» **Source data**:
──────────────────────────────
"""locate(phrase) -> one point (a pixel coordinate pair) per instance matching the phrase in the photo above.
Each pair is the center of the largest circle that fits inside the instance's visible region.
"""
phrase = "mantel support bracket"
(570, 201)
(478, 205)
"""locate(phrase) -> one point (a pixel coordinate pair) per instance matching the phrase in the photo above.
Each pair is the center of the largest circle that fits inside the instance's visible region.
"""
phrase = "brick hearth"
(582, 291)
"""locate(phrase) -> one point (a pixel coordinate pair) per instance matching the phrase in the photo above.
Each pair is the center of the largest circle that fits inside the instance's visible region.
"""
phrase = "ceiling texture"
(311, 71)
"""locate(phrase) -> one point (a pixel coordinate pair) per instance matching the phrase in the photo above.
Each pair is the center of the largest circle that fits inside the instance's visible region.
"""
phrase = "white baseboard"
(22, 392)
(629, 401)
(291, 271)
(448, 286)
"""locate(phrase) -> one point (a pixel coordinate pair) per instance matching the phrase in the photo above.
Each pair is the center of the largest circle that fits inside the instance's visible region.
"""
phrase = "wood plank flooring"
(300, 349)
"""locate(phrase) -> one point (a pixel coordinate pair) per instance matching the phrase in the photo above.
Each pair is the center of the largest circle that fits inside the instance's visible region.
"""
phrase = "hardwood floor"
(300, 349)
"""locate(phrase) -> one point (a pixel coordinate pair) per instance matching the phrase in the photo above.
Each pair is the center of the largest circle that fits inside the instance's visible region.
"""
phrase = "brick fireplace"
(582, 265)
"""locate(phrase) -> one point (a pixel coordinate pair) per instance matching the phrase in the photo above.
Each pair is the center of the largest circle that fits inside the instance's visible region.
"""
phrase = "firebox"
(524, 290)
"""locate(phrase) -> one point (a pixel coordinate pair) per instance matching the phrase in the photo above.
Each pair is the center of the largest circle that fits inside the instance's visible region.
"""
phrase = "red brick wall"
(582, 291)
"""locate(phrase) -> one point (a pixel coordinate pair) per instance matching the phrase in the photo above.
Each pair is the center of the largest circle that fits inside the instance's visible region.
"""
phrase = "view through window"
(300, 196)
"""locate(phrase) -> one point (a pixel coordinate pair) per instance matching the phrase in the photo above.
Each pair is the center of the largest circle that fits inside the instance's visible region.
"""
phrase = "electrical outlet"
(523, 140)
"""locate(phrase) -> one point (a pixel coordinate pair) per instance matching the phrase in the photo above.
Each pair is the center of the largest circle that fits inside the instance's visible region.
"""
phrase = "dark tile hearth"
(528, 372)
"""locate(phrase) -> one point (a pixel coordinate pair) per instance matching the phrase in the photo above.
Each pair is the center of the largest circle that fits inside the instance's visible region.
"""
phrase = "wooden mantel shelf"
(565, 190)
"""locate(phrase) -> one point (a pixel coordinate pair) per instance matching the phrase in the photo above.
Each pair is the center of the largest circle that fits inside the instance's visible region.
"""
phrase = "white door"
──────────────────────────────
» **REQUIREMENT**:
Each record above must be given again exactly.

» **SOLUTION FOR THIS EXERCISE**:
"""locate(phrase) -> one point (a pixel coordinate pair) per instance matching the phrase in the photo above.
Each pair is the center of the largest circle that fits inside the instance's visible region.
"""
phrase = "mantel support bracket"
(570, 201)
(478, 205)
"""locate(phrase) -> one point (a pixel coordinate pair) per instance matching the phrase in the photo above.
Each pair is the center of the largest circle that fits inside the instance's visible region.
"""
phrase = "brick hearth"
(582, 291)
"""locate(phrase) -> one point (a pixel coordinate pair) per instance matching the phrase in the photo above.
Each pair is the center of the largest circle that fits inside the instance's visible region.
"""
phrase = "ceiling texture"
(311, 71)
"""locate(phrase) -> one point (a pixel coordinate pair) per instance matching the phrase in the photo above.
Each pair is the center of the largest circle that fits inside the instance's visible region.
"""
phrase = "white baseboard"
(22, 392)
(629, 401)
(291, 271)
(448, 286)
"""locate(phrase) -> one point (a pixel coordinate pair) per instance matching the phrase in the photo above.
Each pair is the center of the largest circle that fits inside the instance's visible region.
"""
phrase = "wood plank flooring"
(300, 349)
"""locate(phrase) -> one point (a pixel coordinate pair) per instance matching the phrase in the photo above.
Each pair is the center of the largest circle that fits inside the instance's visible region.
"""
phrase = "hardwood floor"
(300, 349)
"""locate(phrase) -> one point (a pixel coordinate pair) per instance matching the phrase in the photo above.
Each pair is the center of the largest circle that fits inside the instance's visible region.
"""
phrase = "brick fireplace"
(582, 265)
"""locate(phrase) -> one point (a pixel coordinate pair) per instance matching the phrase in the photo above.
Each pair is the center of the largest circle that fits inside the instance's visible region.
"""
phrase = "firebox"
(524, 290)
"""locate(phrase) -> one point (a pixel coordinate pair) per instance matching the phrase in the photo above.
Each pair is the center of the largest circle that fits inside the instance's visible region.
"""
phrase = "red brick wall"
(582, 291)
"""locate(phrase) -> one point (a pixel coordinate pair) per instance matching the phrase in the photo above.
Each pair is the center of the largest circle that fits inside the instance's visible region.
"""
phrase = "view through window"
(300, 196)
"""locate(phrase) -> one point (a pixel coordinate pair) per instance matching the phrase in the photo above.
Each pair is the center of the largest circle that fits inside the instance's visible region.
"""
phrase = "electrical outlet"
(523, 140)
"""locate(phrase) -> one point (a pixel coordinate pair) per instance matching the phrase in the photo above.
Each pair is the center of the largest circle that fits inside the instance's visible region.
"""
phrase = "dark tile hearth"
(528, 372)
"""locate(phrase) -> one point (a pixel coordinate pair) per instance matching the phrase in the photo above.
Each pair is the center of the largest circle that fits inside the instance's visible region.
"""
phrase = "wooden mantel shelf"
(565, 190)
"""locate(phrase) -> one point (a pixel coordinate pair) per instance matching the phrase in the photo above.
Each pair is the center of the largest circle that fits inside the instance's visible region.
"""
phrase = "white door"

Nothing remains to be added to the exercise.